Object position labeling entries
****
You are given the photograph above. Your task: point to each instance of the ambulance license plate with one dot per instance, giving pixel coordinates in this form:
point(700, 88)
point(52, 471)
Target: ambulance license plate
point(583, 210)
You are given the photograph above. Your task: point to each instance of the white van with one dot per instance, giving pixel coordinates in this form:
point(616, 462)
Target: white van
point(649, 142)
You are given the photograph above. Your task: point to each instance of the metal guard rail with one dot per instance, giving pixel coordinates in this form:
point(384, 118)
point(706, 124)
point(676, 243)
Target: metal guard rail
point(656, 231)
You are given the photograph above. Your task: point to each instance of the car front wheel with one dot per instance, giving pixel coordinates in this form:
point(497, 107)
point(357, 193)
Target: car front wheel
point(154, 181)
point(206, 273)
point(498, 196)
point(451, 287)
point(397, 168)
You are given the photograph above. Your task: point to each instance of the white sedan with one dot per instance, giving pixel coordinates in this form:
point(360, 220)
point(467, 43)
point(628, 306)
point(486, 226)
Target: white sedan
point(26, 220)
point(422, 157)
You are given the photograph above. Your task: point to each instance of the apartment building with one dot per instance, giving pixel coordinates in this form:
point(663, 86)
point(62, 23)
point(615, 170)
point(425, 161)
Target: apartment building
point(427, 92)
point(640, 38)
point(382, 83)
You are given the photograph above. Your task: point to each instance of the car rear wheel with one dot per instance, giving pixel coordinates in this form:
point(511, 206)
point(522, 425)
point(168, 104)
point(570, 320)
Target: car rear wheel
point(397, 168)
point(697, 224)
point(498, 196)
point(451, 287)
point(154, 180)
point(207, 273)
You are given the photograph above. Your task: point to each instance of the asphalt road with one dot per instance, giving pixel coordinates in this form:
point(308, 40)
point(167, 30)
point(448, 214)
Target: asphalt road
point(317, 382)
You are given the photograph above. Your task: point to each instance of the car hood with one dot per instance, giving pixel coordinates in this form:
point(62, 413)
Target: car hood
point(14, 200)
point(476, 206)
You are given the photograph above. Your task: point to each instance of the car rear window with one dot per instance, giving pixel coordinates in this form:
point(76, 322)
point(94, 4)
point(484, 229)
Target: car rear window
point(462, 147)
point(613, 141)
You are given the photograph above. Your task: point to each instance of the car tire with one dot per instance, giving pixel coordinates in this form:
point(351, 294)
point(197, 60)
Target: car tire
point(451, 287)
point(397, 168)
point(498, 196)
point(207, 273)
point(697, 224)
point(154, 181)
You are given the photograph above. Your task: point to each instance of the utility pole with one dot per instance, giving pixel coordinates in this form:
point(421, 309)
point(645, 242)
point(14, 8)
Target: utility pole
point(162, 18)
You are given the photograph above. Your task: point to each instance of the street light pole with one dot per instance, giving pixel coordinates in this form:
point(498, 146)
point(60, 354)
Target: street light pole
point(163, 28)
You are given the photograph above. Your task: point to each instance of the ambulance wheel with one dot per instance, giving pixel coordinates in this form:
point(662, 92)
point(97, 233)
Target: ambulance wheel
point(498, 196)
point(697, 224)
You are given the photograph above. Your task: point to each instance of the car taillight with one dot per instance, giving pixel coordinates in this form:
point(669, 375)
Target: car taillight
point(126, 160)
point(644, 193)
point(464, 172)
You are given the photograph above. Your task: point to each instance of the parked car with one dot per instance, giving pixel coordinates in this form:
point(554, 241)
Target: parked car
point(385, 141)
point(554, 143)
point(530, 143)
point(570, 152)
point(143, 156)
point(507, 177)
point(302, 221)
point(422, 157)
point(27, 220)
****
__CHALLENGE__. Copy every one of the entries above word for word, keeping each line in its original order.

__ANSWER TO THE EXERCISE__.
You are given the photograph above. Your task: point to each instance of the ambulance license plate with one dot per instance, giving pixel coordinates in this form:
point(700, 88)
point(52, 471)
Target: ambulance license plate
point(583, 210)
You are given the photograph above. Your task: point to each instance of the white van with one dot per instance, giving pixel coordinates in this form:
point(616, 462)
Target: white van
point(649, 142)
You are given the photograph above. Your task: point to each instance of the metal guard rail with one dot per instance, giving pixel coordinates in this form:
point(384, 118)
point(706, 124)
point(676, 243)
Target: metal guard rail
point(656, 231)
You are given the photograph above. Your task: point to each instance of the car front wheel with one dot per instance, giving pixel coordinates in this form:
point(497, 107)
point(357, 193)
Target: car front wheel
point(154, 181)
point(206, 273)
point(498, 196)
point(451, 287)
point(397, 168)
You are given the photograph above. Your task: point to each instance of the white sedan with one dot per instance, giving pixel coordinates in this form:
point(360, 220)
point(467, 43)
point(628, 306)
point(486, 226)
Target: white sedan
point(26, 220)
point(422, 157)
You are given the photograph above. Your task: point to each instance of the apartment building with one dot per instance, giving pixel coordinates in this form:
point(663, 86)
point(62, 23)
point(615, 170)
point(425, 161)
Target: apartment building
point(427, 92)
point(640, 38)
point(382, 83)
You are given the photograph above. Your task: point to each instance of the car rear wheel with one dot per instance, giving pixel coordinates in this form:
point(511, 206)
point(522, 425)
point(168, 104)
point(570, 320)
Target: car rear wheel
point(397, 168)
point(697, 224)
point(498, 196)
point(451, 287)
point(154, 180)
point(207, 273)
You are given the photograph above. Your task: point to each instance of the asphalt road with one dot per instance, giving pixel coordinates in this form:
point(308, 40)
point(167, 30)
point(448, 214)
Target: asphalt road
point(317, 382)
You are given the photograph above. Your task: point to each instance of the car hood with one dot per instance, giving pixel coordinates in this form:
point(62, 413)
Target: car hood
point(14, 200)
point(476, 206)
You are given the photograph above. Your task: point to each instance of the car rear window with one dot per instance, giving pixel coordinates in this form:
point(76, 322)
point(94, 4)
point(484, 229)
Target: car rear window
point(462, 147)
point(613, 141)
You are given the photograph above. Your task: point to each instance of the car tire with one dot per instance, giving pixel coordinates in this form:
point(351, 294)
point(197, 60)
Target: car tire
point(451, 287)
point(397, 168)
point(498, 196)
point(207, 273)
point(697, 224)
point(154, 181)
You are given the photograph above. Your task: point to each instance of the utility pole with one dot per instance, giving pixel coordinates in this form:
point(421, 309)
point(645, 242)
point(14, 8)
Target: utility pole
point(162, 18)
You are given the photograph above. Your task: point to each instance of the street light pole with one dot per instance, giving pixel coordinates in this form:
point(498, 146)
point(60, 354)
Target: street light pole
point(163, 28)
You are given the photograph above. Your task: point to each instance of the ambulance wheel with one dot per instance, giving pixel coordinates in this form:
point(662, 92)
point(97, 233)
Target: ambulance wheel
point(498, 196)
point(697, 224)
You are given the photograph above. Your task: point to each instance of the car taillight with one dot per instance, giving pixel coordinates in this form:
point(669, 375)
Target: car taillight
point(126, 160)
point(644, 193)
point(464, 172)
You are given the photograph above. Your task: point to each instance of the parked car with one dot per instance, giving pixel coordinates in this form:
point(554, 241)
Target: parked car
point(385, 141)
point(554, 143)
point(530, 143)
point(570, 152)
point(143, 156)
point(507, 177)
point(302, 221)
point(422, 157)
point(27, 220)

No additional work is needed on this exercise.